1. One of the largest lakes in Europe, Lago Maggiore is both Italian and Swiss. Its mild climate may have played a part in its original name. The luxuriant vegetation growing on its shores includes large bushes of verbena, which inspired people in medieval times to call the lake "Verbano". In the words of Stendhal: "If you had a heart and a shirt, you would sell your shirt and visit Lago Maggiore"...
2. Stresa, a beloved holiday destination since the Simplon rail tunnel was opened, has retained its grandeur. The flamboyant hotels in baroque style take place of pride along the lake, the Grand Hotel des Iles Borromées the most magnificent. Ernest Hemingway stayed there while recovering from shrapnel wounds and the hotel figures in his book A Farewell to Arms. Stresa is the starting point for an excursion to the Mottarone Mountain or the Borromeo Islands. The town also has its own biscuit brand, the Margheritine di Stresa, named after Margherita of Savoy.
3. The Borromeo Islands are composed of Isola Madre, Isola dei Pescatori - the only one inhabited - and Isola Bella. The work of Charles Borromeo the 3rd, the Palace and its gardens are an amazing creation. It is a magical world filled with a profusion of palm trees and plants, a water theatre built on three levels, fountains, statues of gods and satyrs and decorations made of numerous shells and pebbles. Not to be missed.
4. Outdoor activities: Lagoni di Mercurago, a park not far from Arona with animals and small lakes. Mottarone Moutain, accessible by cable car from Stresa or by car, with fabulous views over Lago Maggiore and the Alps and an amusement park at the top, Alpyland. Santa Anna Gorge, at the end of the Cannobino River, offers rafting and kayaking. Lago Maggiore also has a zipline with spectacular sceneries.

____

> [To do]:
1 > Write out the Lago Maggiore text word for word, everything from "3. The Borromeo" down to "with spectacular sceneries.".
2 > Summarize the Lago Maggiore text in three sentences.

____

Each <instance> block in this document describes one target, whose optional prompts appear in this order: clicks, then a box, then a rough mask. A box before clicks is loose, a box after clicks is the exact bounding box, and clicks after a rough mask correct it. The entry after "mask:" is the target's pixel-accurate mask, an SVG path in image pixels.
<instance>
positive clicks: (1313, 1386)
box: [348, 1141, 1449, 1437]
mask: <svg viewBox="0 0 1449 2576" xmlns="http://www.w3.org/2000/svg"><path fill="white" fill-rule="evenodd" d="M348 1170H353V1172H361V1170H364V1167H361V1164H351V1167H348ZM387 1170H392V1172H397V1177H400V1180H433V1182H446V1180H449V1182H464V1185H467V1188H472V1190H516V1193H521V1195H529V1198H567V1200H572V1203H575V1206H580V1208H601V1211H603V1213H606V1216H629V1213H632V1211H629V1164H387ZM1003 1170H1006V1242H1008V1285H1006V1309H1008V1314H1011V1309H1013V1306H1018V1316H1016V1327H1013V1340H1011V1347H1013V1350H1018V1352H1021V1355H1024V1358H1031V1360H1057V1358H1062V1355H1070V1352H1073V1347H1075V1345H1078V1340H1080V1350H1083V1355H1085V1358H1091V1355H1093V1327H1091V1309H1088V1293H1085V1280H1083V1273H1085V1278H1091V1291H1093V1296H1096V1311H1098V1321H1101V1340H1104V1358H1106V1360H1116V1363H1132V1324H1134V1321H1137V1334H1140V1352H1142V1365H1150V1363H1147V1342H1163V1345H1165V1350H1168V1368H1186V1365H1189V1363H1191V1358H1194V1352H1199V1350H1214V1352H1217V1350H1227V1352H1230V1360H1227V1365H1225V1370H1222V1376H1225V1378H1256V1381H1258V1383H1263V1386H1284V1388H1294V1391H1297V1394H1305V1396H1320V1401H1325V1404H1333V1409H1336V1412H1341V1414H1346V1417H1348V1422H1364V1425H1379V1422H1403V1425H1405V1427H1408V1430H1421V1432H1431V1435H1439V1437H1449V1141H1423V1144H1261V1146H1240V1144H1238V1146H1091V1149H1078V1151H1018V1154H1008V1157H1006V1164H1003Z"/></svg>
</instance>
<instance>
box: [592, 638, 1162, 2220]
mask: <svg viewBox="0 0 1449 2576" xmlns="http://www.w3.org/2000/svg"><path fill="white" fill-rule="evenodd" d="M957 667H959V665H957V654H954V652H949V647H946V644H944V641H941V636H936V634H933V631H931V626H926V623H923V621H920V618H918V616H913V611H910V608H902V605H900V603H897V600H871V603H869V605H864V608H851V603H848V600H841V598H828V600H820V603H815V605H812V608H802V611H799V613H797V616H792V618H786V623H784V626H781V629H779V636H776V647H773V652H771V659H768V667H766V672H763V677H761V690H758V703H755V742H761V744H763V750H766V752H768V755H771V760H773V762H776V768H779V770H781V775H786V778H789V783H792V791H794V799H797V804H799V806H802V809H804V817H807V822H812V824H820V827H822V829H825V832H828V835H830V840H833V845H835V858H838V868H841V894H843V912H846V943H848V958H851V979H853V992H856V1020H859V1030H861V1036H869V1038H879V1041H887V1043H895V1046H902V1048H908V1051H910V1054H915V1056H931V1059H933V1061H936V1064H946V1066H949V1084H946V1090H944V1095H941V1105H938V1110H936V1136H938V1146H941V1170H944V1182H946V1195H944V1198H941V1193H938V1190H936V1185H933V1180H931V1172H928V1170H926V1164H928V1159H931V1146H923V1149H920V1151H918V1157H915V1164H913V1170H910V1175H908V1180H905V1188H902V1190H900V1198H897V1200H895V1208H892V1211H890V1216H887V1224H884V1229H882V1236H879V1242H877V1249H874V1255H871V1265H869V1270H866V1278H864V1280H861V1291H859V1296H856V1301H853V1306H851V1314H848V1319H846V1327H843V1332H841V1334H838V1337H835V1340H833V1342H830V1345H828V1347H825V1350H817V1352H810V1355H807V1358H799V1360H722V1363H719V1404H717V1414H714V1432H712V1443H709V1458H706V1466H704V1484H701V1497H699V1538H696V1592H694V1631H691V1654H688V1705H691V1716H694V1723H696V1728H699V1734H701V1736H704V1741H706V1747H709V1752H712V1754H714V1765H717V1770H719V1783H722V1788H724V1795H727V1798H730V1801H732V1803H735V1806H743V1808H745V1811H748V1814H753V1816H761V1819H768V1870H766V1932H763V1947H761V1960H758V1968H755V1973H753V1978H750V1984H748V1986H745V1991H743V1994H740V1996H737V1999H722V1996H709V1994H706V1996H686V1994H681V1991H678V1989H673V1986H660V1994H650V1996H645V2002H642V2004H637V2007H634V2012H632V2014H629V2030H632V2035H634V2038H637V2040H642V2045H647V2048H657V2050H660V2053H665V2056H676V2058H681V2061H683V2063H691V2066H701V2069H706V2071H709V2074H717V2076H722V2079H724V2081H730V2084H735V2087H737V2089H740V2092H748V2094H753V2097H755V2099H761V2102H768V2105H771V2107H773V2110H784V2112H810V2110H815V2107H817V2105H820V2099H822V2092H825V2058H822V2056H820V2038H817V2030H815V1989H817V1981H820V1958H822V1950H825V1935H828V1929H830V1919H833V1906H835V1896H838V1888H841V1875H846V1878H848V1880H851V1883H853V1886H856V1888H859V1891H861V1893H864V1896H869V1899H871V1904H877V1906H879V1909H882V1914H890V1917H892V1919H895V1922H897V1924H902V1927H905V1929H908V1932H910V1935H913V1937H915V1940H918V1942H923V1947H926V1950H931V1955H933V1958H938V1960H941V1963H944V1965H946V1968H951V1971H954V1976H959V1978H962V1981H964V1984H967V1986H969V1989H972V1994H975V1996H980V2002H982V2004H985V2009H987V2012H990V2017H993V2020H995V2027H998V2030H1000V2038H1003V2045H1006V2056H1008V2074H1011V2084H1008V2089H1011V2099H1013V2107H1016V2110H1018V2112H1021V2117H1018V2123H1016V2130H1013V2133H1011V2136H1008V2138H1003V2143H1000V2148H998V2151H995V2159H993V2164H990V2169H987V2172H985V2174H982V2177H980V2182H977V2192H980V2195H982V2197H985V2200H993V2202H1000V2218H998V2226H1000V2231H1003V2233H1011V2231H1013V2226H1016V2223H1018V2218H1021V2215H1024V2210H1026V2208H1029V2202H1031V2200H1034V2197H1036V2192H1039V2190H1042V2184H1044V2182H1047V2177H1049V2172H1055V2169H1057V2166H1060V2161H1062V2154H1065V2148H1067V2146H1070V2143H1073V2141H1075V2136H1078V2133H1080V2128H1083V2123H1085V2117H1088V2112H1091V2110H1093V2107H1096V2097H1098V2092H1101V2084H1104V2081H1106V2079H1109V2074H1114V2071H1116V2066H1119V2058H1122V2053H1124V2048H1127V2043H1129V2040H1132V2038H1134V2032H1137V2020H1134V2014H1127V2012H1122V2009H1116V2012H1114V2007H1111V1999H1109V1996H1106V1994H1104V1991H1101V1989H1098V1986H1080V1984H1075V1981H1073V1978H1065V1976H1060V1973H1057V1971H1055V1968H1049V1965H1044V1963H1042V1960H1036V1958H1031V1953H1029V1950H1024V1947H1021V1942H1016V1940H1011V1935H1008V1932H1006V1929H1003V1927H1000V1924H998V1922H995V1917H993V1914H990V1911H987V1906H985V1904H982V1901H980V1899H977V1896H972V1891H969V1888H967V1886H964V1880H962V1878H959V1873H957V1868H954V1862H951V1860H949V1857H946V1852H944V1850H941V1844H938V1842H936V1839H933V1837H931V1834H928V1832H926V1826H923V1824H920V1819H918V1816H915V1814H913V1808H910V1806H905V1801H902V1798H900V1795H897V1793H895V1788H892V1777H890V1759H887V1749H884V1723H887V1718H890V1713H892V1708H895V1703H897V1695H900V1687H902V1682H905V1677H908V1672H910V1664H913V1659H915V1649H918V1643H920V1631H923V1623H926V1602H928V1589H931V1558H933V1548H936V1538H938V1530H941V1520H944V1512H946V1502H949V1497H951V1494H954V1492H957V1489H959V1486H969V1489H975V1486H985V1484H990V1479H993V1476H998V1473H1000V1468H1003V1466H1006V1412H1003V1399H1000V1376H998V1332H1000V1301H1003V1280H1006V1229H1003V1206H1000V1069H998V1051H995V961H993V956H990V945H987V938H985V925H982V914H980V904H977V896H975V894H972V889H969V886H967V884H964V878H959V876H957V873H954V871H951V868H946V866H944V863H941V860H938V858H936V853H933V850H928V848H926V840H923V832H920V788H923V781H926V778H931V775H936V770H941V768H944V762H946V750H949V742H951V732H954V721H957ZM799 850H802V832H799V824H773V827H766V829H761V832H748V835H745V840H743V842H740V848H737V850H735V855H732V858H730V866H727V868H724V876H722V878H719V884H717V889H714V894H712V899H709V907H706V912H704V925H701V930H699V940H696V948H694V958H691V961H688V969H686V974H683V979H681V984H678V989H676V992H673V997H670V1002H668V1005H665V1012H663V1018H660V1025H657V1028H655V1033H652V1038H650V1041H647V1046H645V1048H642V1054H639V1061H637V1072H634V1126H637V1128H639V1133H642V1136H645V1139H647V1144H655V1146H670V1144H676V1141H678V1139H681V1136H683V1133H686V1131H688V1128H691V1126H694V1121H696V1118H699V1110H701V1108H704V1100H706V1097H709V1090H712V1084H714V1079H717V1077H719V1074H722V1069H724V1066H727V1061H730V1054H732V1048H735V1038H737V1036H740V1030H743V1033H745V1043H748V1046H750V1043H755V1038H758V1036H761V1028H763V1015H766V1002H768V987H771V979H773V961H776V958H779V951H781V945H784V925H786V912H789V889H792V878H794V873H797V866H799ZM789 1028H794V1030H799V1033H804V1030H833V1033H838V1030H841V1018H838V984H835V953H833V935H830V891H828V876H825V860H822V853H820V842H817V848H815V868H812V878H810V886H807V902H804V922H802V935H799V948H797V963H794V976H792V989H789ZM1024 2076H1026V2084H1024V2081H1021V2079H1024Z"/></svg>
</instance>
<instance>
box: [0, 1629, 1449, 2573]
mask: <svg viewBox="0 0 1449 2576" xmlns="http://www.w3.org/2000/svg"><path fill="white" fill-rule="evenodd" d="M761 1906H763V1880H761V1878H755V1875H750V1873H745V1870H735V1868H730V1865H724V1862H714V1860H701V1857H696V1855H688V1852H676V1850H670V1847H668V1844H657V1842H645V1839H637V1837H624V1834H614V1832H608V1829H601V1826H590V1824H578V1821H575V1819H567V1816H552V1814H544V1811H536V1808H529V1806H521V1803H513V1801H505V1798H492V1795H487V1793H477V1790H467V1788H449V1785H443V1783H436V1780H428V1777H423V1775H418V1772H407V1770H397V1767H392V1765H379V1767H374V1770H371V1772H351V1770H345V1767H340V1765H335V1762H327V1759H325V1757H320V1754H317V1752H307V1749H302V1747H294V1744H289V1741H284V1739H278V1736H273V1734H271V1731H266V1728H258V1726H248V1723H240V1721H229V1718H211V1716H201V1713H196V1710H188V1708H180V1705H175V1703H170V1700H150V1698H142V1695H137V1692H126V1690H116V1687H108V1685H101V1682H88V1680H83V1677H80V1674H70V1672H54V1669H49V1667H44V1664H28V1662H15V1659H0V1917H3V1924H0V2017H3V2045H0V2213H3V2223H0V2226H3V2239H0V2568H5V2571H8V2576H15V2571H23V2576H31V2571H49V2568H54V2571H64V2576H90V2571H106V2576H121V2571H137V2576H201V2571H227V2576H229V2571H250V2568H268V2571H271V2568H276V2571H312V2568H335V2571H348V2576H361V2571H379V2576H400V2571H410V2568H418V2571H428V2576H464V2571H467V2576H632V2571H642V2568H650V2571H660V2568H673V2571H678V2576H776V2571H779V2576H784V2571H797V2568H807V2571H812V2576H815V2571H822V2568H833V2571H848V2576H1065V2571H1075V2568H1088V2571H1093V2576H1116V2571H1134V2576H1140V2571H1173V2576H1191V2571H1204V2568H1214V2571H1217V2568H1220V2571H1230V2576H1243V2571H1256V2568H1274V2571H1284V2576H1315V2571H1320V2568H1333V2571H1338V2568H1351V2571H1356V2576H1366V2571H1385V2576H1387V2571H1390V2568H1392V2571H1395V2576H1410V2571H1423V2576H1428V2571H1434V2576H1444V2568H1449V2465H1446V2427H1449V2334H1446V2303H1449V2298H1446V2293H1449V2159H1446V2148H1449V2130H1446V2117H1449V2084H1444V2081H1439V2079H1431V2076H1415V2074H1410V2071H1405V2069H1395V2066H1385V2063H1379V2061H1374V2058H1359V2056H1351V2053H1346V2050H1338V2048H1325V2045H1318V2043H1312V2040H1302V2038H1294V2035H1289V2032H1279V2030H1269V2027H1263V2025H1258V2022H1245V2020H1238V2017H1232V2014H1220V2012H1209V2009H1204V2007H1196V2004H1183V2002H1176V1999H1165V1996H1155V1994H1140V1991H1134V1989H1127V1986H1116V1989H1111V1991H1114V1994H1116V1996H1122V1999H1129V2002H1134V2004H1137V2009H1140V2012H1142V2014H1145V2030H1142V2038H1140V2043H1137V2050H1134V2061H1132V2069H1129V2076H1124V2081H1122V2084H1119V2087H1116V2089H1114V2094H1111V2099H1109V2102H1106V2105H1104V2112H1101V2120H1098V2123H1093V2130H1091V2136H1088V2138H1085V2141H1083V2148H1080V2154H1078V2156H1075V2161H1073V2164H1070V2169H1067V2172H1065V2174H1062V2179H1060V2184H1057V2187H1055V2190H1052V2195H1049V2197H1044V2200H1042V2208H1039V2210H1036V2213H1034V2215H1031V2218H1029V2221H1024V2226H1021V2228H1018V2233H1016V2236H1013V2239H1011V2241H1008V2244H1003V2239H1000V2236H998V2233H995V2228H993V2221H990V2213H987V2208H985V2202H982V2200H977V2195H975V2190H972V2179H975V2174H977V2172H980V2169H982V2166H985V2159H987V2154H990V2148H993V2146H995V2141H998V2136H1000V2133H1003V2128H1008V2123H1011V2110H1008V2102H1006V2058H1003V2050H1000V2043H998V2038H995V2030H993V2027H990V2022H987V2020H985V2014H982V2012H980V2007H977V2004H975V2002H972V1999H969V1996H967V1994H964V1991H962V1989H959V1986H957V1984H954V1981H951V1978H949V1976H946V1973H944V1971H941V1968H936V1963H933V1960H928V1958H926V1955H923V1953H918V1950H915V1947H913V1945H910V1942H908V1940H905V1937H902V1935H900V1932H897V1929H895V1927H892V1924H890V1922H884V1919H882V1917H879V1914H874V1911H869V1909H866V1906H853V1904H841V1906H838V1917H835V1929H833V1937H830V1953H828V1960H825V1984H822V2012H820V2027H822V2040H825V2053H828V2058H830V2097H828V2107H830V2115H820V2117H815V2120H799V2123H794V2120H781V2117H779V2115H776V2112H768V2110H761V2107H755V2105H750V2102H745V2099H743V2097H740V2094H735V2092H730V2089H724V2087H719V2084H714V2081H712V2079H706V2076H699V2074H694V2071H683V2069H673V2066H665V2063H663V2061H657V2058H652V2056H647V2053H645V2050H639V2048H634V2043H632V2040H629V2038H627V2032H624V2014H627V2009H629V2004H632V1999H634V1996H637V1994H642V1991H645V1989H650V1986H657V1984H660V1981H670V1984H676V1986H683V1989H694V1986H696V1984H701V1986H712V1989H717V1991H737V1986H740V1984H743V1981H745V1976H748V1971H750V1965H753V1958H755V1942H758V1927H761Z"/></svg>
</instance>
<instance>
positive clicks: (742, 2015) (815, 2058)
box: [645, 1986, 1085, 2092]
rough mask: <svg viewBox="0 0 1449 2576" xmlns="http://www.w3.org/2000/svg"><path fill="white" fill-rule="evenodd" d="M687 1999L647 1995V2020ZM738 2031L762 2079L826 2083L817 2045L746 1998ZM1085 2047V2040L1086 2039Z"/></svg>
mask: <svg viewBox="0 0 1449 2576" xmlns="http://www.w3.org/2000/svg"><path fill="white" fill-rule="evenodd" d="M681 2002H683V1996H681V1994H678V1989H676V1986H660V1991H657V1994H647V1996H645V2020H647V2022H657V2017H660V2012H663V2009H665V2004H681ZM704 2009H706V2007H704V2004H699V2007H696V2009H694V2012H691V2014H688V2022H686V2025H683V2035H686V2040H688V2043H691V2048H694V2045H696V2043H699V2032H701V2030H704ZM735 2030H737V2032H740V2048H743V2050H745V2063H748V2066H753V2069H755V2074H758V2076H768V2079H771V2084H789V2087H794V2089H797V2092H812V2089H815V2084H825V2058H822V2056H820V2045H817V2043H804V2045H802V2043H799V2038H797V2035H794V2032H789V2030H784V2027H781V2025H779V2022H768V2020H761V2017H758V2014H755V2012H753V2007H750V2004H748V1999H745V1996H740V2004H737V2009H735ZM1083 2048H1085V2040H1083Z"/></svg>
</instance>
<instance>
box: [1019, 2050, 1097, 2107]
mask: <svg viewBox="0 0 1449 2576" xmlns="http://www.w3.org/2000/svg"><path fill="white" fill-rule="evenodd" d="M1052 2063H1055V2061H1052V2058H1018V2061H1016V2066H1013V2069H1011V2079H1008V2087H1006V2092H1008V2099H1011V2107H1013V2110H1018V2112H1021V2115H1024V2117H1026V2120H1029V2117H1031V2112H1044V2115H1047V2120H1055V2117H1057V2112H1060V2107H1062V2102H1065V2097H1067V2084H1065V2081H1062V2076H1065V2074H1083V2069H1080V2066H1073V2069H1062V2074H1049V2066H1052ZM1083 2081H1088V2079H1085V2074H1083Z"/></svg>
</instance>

____

> [Results]:
1 >
3. The Borromeo Islands are composed of Isola Madre, Isola dei Pescatori - the only one inhabited - and Isola Bella. The work of Charles Borromeo the 3rd, the Palace and its gardens are an amazing creation. It is a magical world filled with a profusion of palm trees and plants, a water theatre built on three levels, fountains, statues of gods and satyrs and decorations made of numerous shells and pebbles. Not to be missed.
4. Outdoor activities: Lagoni di Mercurago, a park not far from Arona with animals and small lakes. Mottarone Moutain, accessible by cable car from Stresa or by car, with fabulous views over Lago Maggiore and the Alps and an amusement park at the top, Alpyland. Santa Anna Gorge, at the end of the Cannobino River, offers rafting and kayaking. Lago Maggiore also has a zipline with spectacular sceneries.

2 > Lago Maggiore is one of Europe's largest lakes and is shared by Italy and Switzerland, and the verbena growing on its shores led people in medieval times to call it "Verbano." Stresa has kept its grandeur since the Simplon rail tunnel opened and is the starting point for excursions to the Mottarone Mountain and the Borromeo Islands, where the Palace and its gardens are a highlight. Outdoor options around the lake include the Lagoni di Mercurago park, the views and Alpyland amusement park on Mottarone, rafting and kayaking in the Santa Anna Gorge, and a zipline.